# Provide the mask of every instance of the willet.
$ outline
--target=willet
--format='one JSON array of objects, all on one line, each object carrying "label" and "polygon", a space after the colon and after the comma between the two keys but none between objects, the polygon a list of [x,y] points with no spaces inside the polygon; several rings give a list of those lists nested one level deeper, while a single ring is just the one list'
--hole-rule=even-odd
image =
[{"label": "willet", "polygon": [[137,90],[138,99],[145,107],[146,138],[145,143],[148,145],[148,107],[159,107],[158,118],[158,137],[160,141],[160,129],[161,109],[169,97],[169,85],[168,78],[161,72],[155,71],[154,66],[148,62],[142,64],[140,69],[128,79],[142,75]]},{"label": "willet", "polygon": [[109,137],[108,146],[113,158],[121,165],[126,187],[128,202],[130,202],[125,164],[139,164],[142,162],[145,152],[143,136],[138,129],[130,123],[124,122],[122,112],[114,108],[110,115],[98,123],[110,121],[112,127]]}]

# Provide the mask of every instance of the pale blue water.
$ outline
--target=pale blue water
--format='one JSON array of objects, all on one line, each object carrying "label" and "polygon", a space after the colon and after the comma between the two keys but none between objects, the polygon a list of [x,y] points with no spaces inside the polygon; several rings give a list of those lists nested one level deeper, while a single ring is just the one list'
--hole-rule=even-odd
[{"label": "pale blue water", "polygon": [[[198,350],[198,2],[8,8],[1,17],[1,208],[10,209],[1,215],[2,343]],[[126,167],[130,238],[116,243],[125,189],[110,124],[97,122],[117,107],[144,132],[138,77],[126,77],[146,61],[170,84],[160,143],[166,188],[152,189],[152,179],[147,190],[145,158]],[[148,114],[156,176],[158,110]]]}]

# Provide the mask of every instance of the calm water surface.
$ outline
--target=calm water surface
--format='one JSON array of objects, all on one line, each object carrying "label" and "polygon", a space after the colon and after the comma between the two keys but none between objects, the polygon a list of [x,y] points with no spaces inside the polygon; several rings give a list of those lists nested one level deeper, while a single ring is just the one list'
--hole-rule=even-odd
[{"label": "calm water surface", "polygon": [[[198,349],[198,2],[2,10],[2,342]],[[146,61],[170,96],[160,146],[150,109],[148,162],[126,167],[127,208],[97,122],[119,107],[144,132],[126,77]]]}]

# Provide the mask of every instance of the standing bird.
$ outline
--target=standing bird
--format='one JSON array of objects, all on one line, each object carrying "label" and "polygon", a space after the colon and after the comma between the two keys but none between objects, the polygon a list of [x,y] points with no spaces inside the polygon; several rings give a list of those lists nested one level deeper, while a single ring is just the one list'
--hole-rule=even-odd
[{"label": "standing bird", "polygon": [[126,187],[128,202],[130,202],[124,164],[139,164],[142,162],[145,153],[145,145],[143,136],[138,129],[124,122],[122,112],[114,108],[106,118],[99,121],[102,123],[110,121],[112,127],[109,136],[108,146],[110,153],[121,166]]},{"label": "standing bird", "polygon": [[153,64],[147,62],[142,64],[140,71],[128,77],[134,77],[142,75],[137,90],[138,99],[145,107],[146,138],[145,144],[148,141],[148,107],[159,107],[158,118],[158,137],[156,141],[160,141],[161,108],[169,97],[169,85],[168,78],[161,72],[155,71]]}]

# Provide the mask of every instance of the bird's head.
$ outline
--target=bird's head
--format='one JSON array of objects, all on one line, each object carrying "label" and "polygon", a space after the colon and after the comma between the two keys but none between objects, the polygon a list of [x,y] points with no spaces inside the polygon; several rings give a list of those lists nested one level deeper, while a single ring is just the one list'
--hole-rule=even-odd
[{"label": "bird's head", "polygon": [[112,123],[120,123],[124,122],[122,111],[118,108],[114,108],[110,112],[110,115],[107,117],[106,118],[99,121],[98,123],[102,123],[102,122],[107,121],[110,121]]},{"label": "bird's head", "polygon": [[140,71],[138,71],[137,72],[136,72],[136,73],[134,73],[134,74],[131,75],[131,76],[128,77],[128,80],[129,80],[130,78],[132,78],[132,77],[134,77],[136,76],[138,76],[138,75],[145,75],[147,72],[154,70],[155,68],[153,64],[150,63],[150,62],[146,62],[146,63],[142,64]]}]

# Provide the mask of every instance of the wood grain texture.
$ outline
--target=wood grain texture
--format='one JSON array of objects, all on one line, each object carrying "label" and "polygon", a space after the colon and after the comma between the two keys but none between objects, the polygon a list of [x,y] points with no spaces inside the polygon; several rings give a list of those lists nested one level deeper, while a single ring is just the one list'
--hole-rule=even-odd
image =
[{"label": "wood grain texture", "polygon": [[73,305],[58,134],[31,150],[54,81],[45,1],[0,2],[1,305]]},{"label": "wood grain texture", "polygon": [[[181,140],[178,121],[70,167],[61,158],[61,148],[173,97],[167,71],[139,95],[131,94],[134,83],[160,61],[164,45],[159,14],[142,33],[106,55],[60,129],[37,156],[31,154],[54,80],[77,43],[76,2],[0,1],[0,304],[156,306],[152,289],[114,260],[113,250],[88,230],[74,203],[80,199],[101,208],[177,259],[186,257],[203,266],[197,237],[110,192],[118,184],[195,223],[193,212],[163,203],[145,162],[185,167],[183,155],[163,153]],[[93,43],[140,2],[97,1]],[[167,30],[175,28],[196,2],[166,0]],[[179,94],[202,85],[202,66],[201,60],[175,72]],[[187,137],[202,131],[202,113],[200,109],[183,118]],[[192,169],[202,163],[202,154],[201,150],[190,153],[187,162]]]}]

Short exercise
Copy out every line above that contains the word "standing".

Answer to the exercise
# Provide the mask of every instance of the standing bird.
--target=standing bird
[{"label": "standing bird", "polygon": [[126,187],[128,202],[130,202],[124,164],[139,164],[142,162],[145,153],[145,145],[143,136],[138,129],[124,122],[122,112],[114,108],[106,118],[99,121],[102,123],[110,121],[112,127],[109,136],[108,146],[110,153],[121,166]]},{"label": "standing bird", "polygon": [[153,64],[147,62],[142,64],[140,71],[128,77],[134,77],[142,75],[137,90],[138,99],[145,107],[146,138],[145,144],[148,141],[148,107],[159,107],[158,118],[158,137],[156,141],[160,141],[161,108],[169,97],[169,85],[168,78],[161,72],[155,71]]}]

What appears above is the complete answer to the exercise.